--- BEGIN PASSAGE TO READ ---

There’s an interview with Boston hard core band F.U.’s in which Yo attempts to get some straight answers outta the band regarding its nationalistic leanings. Of course from the very beginning of the transcript, it’s pretty clear that no one in the band has any intention of taking the conversation too seriously. Despite that fact, Yo continues on in his politically minded line of questioning. As a journalist, it’s obviously his duty to do so. But in that act, Yo makes his point seem verbose and haughty while F.U.’s still just seem aloof – if not a bit ignorant (a word Yo uses to describe a few of the band’s answers to his questions).

The band was apparently none too pleased with the outcome of the interview, but of course, the entire time that the discussion was going on each member had an opportunity to respond to the criticisms that Yo levied on them.

My America, featuring that laughable album cover, was the disc that prompted Yo’s line of questioning. And it’s understandable after taking a listen to songs like “Unite of Lose” or the cover of “We’re an American Band.” Perhaps the recordings were meant to be taken with a grain of salt – although that was disputed in the aforementioned interview. But the cover that closes out the album is anything but a piece of music to be considered in a serious light.

The music on the disc, though, is some prime ‘80s hardcore. The breakdowns – as on the title track – refuse to come off as half cooked or poorly done. “Choir Boy” includes a bit too much metal, but it’s still forgivable if not re-playable.

Apart from that, though, F.U.’s were a part of the notorious Boston scene – a scene not known for its liberalism. Bands like SSD ratcheted up the straight edge thing to untoward territories. For good or bad that resulted in some skirmishes and I would imagine that today, Boston’s still a good place to get your head kicked in.

It’s just music, though. Yeah, it’s a way of life to some folks and can inform unwitting people too lazy to think for themselves, but a band can’t claim responsibility for the folks that listen to its music. So, maybe when tossing on My America and its predecessor, Kill for Christ, it’s alright to turn off your brain and just enjoy.

--- END PASSAGE TO READ ---
--- BEGIN SOURCE DATA ---

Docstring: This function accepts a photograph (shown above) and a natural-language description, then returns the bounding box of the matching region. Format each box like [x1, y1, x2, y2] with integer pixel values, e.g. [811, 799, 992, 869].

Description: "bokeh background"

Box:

--- END SOURCE DATA ---

Answer these about the review of My America:
(a) Which album prompted Yo's line of questioning?
(b) Which song does the review say includes a bit too much metal?
(c) What album does the review name as the predecessor to My America?

(a) My America
(b) "Choir Boy"
(c) Kill for Christ